Extract the complete listing and output it unchanged.

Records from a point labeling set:
^^^^^^^^
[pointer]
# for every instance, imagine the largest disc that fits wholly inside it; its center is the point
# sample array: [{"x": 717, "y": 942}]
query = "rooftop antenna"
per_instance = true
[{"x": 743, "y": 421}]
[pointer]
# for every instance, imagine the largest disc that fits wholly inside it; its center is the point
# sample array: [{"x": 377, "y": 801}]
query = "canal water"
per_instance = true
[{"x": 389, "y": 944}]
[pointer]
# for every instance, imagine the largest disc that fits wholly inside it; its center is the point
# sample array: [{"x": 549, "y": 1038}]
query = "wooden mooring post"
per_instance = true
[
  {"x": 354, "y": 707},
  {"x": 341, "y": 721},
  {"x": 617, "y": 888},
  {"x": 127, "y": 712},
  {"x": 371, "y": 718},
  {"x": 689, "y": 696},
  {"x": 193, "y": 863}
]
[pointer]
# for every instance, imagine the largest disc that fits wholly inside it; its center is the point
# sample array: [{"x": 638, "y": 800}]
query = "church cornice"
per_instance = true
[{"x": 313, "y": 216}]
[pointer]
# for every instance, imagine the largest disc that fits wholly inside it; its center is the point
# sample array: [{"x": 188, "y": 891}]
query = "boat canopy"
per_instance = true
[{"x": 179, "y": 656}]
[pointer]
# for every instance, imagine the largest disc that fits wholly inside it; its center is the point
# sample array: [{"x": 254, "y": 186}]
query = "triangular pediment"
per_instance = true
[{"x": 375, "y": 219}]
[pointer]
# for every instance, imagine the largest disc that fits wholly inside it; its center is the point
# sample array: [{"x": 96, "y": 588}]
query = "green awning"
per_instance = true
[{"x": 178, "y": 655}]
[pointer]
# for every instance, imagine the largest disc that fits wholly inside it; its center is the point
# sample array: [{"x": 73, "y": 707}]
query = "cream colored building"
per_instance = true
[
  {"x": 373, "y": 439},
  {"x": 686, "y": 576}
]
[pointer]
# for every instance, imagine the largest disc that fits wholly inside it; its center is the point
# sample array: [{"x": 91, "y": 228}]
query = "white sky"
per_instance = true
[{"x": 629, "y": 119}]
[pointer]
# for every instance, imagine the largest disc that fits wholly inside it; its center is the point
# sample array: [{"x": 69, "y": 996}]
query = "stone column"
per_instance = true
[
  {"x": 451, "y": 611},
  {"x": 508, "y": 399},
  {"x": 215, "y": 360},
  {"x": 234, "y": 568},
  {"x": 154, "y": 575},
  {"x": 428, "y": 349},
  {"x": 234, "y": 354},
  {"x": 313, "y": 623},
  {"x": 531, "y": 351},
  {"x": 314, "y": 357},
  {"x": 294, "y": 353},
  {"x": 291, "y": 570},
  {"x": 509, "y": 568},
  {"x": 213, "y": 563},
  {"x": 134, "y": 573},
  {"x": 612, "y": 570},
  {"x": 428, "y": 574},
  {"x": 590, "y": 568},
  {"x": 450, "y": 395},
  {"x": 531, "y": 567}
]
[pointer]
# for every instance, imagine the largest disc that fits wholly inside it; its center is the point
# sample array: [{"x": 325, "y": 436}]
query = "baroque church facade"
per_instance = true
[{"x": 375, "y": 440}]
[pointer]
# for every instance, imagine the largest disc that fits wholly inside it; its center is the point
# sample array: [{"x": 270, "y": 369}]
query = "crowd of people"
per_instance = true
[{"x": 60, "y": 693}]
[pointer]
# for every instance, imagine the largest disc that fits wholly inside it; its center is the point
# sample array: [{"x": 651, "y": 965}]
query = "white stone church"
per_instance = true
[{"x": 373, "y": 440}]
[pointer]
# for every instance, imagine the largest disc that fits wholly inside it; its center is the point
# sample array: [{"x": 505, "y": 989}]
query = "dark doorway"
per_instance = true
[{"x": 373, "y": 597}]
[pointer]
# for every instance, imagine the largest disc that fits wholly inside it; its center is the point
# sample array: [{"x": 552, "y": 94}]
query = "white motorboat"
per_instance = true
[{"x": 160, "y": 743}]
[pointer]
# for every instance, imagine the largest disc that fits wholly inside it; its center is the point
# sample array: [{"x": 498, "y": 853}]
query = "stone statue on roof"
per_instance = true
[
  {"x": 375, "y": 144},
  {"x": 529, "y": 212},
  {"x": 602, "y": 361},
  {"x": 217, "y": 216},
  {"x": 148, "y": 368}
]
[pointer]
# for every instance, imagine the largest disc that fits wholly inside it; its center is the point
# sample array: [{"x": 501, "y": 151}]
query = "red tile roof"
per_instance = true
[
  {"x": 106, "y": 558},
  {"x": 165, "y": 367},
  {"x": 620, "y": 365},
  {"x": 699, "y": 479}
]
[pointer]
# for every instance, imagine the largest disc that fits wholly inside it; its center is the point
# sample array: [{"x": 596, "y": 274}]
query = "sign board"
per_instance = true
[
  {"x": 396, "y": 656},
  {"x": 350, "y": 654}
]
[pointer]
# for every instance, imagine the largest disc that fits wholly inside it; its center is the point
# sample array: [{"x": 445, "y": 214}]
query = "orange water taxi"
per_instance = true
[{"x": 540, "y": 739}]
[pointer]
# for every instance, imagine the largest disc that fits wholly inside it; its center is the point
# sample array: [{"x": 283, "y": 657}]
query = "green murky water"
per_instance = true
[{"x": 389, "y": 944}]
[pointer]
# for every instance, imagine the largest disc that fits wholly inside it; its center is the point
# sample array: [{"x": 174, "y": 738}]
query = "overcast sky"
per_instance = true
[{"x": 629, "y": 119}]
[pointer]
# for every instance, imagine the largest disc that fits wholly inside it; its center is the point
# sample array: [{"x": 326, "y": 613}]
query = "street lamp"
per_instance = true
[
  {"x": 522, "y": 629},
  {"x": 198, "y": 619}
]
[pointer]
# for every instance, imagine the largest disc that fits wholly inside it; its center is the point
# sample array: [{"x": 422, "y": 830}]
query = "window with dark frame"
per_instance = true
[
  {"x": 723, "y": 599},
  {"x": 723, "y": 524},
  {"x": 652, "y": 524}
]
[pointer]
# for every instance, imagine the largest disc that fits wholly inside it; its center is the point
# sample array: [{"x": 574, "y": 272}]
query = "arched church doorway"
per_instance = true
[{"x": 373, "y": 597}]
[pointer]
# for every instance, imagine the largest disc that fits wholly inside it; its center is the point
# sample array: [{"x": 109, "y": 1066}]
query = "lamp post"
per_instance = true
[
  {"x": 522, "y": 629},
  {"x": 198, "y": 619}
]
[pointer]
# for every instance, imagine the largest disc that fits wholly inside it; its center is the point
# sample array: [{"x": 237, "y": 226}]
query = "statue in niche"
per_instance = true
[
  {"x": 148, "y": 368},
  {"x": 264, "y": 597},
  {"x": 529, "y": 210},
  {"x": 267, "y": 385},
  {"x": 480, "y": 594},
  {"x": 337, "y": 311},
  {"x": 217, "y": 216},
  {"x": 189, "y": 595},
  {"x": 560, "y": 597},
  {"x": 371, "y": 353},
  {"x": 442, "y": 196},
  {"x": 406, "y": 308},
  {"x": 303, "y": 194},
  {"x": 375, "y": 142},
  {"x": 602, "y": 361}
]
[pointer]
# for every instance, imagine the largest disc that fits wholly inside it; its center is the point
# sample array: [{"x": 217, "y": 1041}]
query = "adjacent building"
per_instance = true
^^^^^^^^
* _Solution for this problem_:
[pointer]
# for every instance, imagine the largest disc that fits wholly inside it; its center is the point
# sample array: [{"x": 717, "y": 942}]
query = "rooftop antenna"
per_instance = true
[{"x": 743, "y": 421}]
[pointer]
# for every instance, imagine the largest disc that fits wholly inside it; its center is the point
# sample array: [{"x": 377, "y": 801}]
query = "canal water"
per_instance = true
[{"x": 389, "y": 944}]
[pointer]
# for every instance, imagine the largest disc that fits wholly inside it; its center is the point
# sample array: [{"x": 549, "y": 1038}]
query = "wooden mooring post"
per_instance = true
[
  {"x": 354, "y": 707},
  {"x": 341, "y": 721},
  {"x": 617, "y": 888},
  {"x": 127, "y": 712},
  {"x": 371, "y": 718},
  {"x": 689, "y": 696},
  {"x": 193, "y": 863}
]
[pointer]
# for every instance, imagine the largest disc that fits wholly inside it; its center is the point
# sample array: [{"x": 638, "y": 800}]
query = "church cornice"
per_instance = true
[{"x": 313, "y": 216}]
[pointer]
# for every instance, imagine the largest disc that fits wholly inside it; its center is the point
# sample array: [{"x": 188, "y": 891}]
query = "boat canopy"
per_instance = true
[{"x": 179, "y": 656}]
[pointer]
# for every instance, imagine the largest disc that fits wholly inside it; its center is the point
# sample array: [{"x": 254, "y": 186}]
query = "triangular pediment"
per_instance = true
[{"x": 375, "y": 219}]
[pointer]
# for every instance, imagine the largest disc that fits wholly inside it; its center is the point
# sample array: [{"x": 96, "y": 588}]
query = "green awning"
per_instance = true
[{"x": 178, "y": 655}]
[pointer]
# for every instance, imagine the largest disc that fits wholly inside it; its center is the point
# sample array: [{"x": 73, "y": 707}]
query = "cream colored building"
per_instance = true
[
  {"x": 373, "y": 439},
  {"x": 686, "y": 576}
]
[pointer]
# for every instance, imagine the largest disc that fits wholly inside it; its center is the point
# sample array: [{"x": 91, "y": 228}]
query = "white sky"
per_instance = true
[{"x": 629, "y": 119}]
[pointer]
# for every instance, imagine the largest disc that fits wholly inside it; its center is the point
# sample array: [{"x": 69, "y": 996}]
query = "stone column"
per_instance = true
[
  {"x": 451, "y": 611},
  {"x": 508, "y": 399},
  {"x": 215, "y": 360},
  {"x": 234, "y": 568},
  {"x": 154, "y": 575},
  {"x": 428, "y": 349},
  {"x": 234, "y": 354},
  {"x": 313, "y": 623},
  {"x": 531, "y": 351},
  {"x": 314, "y": 357},
  {"x": 294, "y": 353},
  {"x": 291, "y": 570},
  {"x": 509, "y": 568},
  {"x": 213, "y": 563},
  {"x": 134, "y": 573},
  {"x": 612, "y": 570},
  {"x": 428, "y": 574},
  {"x": 590, "y": 568},
  {"x": 450, "y": 395},
  {"x": 531, "y": 567}
]
[pointer]
# for every instance, imagine the largest disc that fits wholly inside it; its center is the point
# sample array: [{"x": 325, "y": 436}]
query = "baroque church facade"
per_instance = true
[{"x": 375, "y": 440}]
[pointer]
# for every instance, imagine the largest disc that fits wholly inside it; its center is the point
# sample array: [{"x": 270, "y": 369}]
query = "crowd of people"
per_instance = true
[{"x": 60, "y": 693}]
[pointer]
# for every instance, imagine the largest disc that fits wholly inside it; its center is the point
# sample array: [{"x": 651, "y": 965}]
query = "white stone church"
per_instance = true
[{"x": 373, "y": 440}]
[pointer]
# for every instance, imagine the largest disc that fits wholly inside it; its center is the point
# sample array: [{"x": 505, "y": 989}]
query = "dark doorway"
per_instance = true
[{"x": 373, "y": 597}]
[pointer]
# for every instance, imagine the largest disc that fits wholly inside it; its center is the point
# sample array: [{"x": 552, "y": 94}]
query = "white motorboat"
per_instance = true
[{"x": 160, "y": 743}]
[pointer]
# for every instance, imagine the largest disc that fits wholly inside it; its center is the point
# sample array: [{"x": 498, "y": 853}]
query = "stone statue on roof"
per_instance = true
[
  {"x": 375, "y": 144},
  {"x": 529, "y": 212},
  {"x": 602, "y": 361},
  {"x": 217, "y": 216},
  {"x": 148, "y": 368}
]
[pointer]
# for every instance, imagine the largest disc that fits wholly inside it; its center is the point
# sample array: [{"x": 501, "y": 151}]
query = "red tile roof"
per_instance = true
[
  {"x": 106, "y": 558},
  {"x": 165, "y": 367},
  {"x": 620, "y": 365},
  {"x": 699, "y": 479}
]
[pointer]
# for every instance, imagine the largest disc that fits wholly inside it; its center is the point
# sample array: [{"x": 596, "y": 274}]
query = "sign board"
per_instance = true
[
  {"x": 396, "y": 656},
  {"x": 350, "y": 654}
]
[pointer]
# for every instance, imagine the largest disc that fits wholly inside it; its center is the point
# sample array: [{"x": 445, "y": 214}]
query = "orange water taxi"
per_instance = true
[{"x": 540, "y": 739}]
[pointer]
# for every instance, imagine the largest disc that fits wholly inside it; its center is the point
# sample array: [{"x": 283, "y": 657}]
query = "green murky water"
per_instance = true
[{"x": 389, "y": 944}]
[pointer]
# for every instance, imagine the largest disc that fits wholly inside it; its center is the point
# sample array: [{"x": 174, "y": 738}]
query = "overcast sky"
per_instance = true
[{"x": 629, "y": 119}]
[pointer]
# for every instance, imagine the largest disc that fits wholly inside it; its center is the point
# sample array: [{"x": 326, "y": 613}]
query = "street lamp"
per_instance = true
[
  {"x": 522, "y": 629},
  {"x": 198, "y": 619}
]
[pointer]
# for every instance, imagine the largest disc that fits wholly inside it; its center is the point
# sample array: [{"x": 422, "y": 830}]
query = "window with dark frame"
per_instance = true
[
  {"x": 723, "y": 599},
  {"x": 723, "y": 524},
  {"x": 652, "y": 524}
]
[pointer]
# for every instance, imagine the largest disc that fits wholly inside it; its center is the point
# sample array: [{"x": 574, "y": 272}]
query = "arched church doorway"
per_instance = true
[{"x": 373, "y": 597}]
[pointer]
# for every instance, imagine the largest disc that fits wholly inside it; its center is the point
# sample array: [{"x": 109, "y": 1066}]
query = "lamp post"
per_instance = true
[
  {"x": 522, "y": 629},
  {"x": 198, "y": 619}
]
[pointer]
# for every instance, imagine the largest disc that fits wholly inside it; its center is the point
# sample array: [{"x": 237, "y": 226}]
query = "statue in niche"
per_instance = true
[
  {"x": 148, "y": 368},
  {"x": 264, "y": 597},
  {"x": 529, "y": 210},
  {"x": 267, "y": 385},
  {"x": 480, "y": 594},
  {"x": 337, "y": 311},
  {"x": 217, "y": 216},
  {"x": 189, "y": 595},
  {"x": 560, "y": 597},
  {"x": 371, "y": 353},
  {"x": 442, "y": 196},
  {"x": 406, "y": 308},
  {"x": 303, "y": 194},
  {"x": 375, "y": 142},
  {"x": 602, "y": 361}
]
[pointer]
# for every instance, imagine the largest disc that fits wholly inside it; its center is the point
# sample array: [{"x": 217, "y": 1041}]
query = "adjacent building"
per_instance = true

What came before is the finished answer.